## start Dataset excerpts

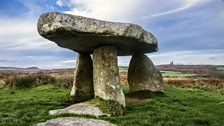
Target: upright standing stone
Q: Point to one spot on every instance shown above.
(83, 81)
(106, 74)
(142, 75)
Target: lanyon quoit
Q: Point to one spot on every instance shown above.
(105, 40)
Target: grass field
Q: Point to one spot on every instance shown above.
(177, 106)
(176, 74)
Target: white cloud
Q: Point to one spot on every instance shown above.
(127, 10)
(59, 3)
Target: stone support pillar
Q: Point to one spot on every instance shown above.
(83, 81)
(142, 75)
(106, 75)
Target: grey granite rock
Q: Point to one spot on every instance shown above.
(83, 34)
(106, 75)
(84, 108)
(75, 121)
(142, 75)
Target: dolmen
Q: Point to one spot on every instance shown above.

## end Dataset excerpts
## start Dataset excerpts

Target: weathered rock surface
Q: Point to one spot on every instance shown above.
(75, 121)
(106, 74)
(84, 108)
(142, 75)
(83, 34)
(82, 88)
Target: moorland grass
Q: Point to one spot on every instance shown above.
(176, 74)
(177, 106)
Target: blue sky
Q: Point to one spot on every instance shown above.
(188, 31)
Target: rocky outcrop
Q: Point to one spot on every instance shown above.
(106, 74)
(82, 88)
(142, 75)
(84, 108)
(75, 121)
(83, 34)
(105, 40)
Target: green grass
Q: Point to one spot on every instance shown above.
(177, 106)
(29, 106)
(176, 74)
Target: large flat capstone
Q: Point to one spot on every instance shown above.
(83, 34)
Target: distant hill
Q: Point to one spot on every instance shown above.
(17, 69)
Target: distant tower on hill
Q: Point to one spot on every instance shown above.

## end Dataset excerpts

### What you have to do
Which lines of the material above contain the string "grass"? Pick out each of them and copy it in full.

### Task output
Target: grass field
Target: moorland grass
Target: green grass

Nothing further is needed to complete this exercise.